__Action item A__: From the Rosetta Stone post below, list every learner action named in the sentence that begins "You look at pictures."
__Action item B__: Reproduce the Rosetta Stone post from "I finally installed" to "my teaching certificate.".

===== Study text

Wednesday, June 13, 2012

¡Hola!

Yes, I did title this post in the cheesiest possible way.

I finally installed my Rosetta Stone Totale Spanish (Latin America) Christmas gift -- over two hours to install all 5 language levels!  -- and have worked through Unit 1, Lesson 4 - Core lesson. 

It's awesome.

Best part: there is zero translation.  It's all image-and-audio based.  You look at pictures, you hear words, you say words (or sounds).  If you're typing anything, it's in the new language.  This is, of course, brilliant, from a business model perspective because they can use the same Spanish (Latin America) software to teach anyone who wants to learn, regardless of their native language.  But it's also brilliant from a language acquisition perspective, a topic I know quite a bit about thanks to the state-mandated SEI training I needed for my teaching certificate.

The games (for review) are fun and range from simple (the one where you click on the picture matching the phrase you just heard) to maddening (the one where you try to get Bingo by clicking on words on a Bingo card that you hear in the native speaker's story.)  The native speakers do not speak with exaggerated slowness, and great deal of time is spent on ear training, as in  Wait, what did I just hear?  Fortunately you can (almost) always click on a button to hear a phrase repeated.

==========
===== Dataset

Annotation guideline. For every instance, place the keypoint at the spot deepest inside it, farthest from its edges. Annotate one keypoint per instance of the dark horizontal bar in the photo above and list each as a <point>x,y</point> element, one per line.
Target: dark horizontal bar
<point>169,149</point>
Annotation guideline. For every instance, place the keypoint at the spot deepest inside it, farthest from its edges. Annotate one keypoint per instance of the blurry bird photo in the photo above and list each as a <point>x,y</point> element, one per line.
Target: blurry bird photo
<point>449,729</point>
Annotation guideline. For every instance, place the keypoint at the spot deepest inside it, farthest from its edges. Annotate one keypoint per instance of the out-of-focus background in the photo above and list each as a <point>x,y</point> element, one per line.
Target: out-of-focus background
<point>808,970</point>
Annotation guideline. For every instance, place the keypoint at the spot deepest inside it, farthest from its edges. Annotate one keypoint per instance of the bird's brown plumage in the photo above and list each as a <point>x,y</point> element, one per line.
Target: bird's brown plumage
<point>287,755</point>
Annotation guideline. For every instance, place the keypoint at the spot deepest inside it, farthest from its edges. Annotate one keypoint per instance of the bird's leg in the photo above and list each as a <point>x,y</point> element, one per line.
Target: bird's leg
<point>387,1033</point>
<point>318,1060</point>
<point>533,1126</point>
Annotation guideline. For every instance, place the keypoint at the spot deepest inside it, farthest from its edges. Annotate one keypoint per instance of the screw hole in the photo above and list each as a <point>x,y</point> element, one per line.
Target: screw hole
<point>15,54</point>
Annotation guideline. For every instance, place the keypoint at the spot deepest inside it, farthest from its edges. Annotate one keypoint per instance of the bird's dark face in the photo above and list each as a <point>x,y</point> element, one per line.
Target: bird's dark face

==========

__Expected answer A__:
- look at pictures
- hear words
- say words (or sounds)

__Expected answer B__:
I finally installed my Rosetta Stone Totale Spanish (Latin America) Christmas gift -- over two hours to install all 5 language levels!  -- and have worked through Unit 1, Lesson 4 - Core lesson. 

It's awesome.

Best part: there is zero translation.  It's all image-and-audio based.  You look at pictures, you hear words, you say words (or sounds).  If you're typing anything, it's in the new language.  This is, of course, brilliant, from a business model perspective because they can use the same Spanish (Latin America) software to teach anyone who wants to learn, regardless of their native language.  But it's also brilliant from a language acquisition perspective, a topic I know quite a bit about thanks to the state-mandated SEI training I needed for my teaching certificate.